§ Texto proporcionado
● ● ●
Además, la pandemia obligó, debido a las medidas del gobierno de Piñera, a que las personas realizaran teletrabajo, una política que acentuó la desigualdad, porque a gran mayoría de los chilenos debían contar con condiciones tecnológicas que quizás no tenían para cumplir sus responsabilidades labores y asumir costos que muchos no podían y condiciones a las que no tenían acceso. Lo mismo ocurrió con la educación en casa y otras condiciones que precarizaron, aún más, la calidad de vida durante la pandemia y aumentaron la presión laboral y el exceso de trabajo.
Precarización de las clases medias y bajas en Chile
«El estallido y la pandemia han tenido como elemento central de discusión política la gran desigualdad y la precarización de las clases medias y medias-bajas que existe en Chile», señaló Heiss.
La académica agrega que «desde el retorno a la democracia en 1990, la Constitución impuesta en 1980 por la dictadura de Pinochet se ha mantenido como una camisa de fuerza, impidiendo que el proceso político conduzca a transformaciones sociales y profundizando el modelo neoliberal». En ese sentido, dijo, la pandemia mostró, «una vez más, la desigualdad entre quienes pueden atenderse en clínicas privadas bien equipadas y quienes deben concurrir a centros públicos donde hay una dramática escasez de insumos y de profesionales«.
● ● ●
§ Qué hacer
Traduce al inglés esta oración del texto sobre la desigualdad en Chile: «El estallido y la pandemia han tenido como elemento central de discusión política la gran desigualdad y la precarización de las clases medias y medias-bajas que existe en Chile», señaló Heiss.

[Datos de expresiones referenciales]
● ● ●
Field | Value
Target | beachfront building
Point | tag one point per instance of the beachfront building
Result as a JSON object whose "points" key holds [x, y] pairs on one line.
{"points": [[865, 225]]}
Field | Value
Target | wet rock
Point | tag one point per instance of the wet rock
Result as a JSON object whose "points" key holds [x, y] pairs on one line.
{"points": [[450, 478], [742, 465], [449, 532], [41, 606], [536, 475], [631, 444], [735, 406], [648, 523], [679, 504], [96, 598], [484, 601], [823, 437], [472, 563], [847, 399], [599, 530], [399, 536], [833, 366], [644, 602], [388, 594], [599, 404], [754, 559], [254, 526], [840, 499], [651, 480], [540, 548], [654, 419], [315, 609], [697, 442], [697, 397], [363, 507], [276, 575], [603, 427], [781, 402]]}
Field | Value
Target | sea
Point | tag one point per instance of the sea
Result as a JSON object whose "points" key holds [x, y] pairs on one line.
● ● ●
§ Resultado
"The uprising and the pandemic have had, as a central element of political debate, the great inequality and the growing precariousness of the middle and lower-middle classes that exists in Chile," Heiss stated.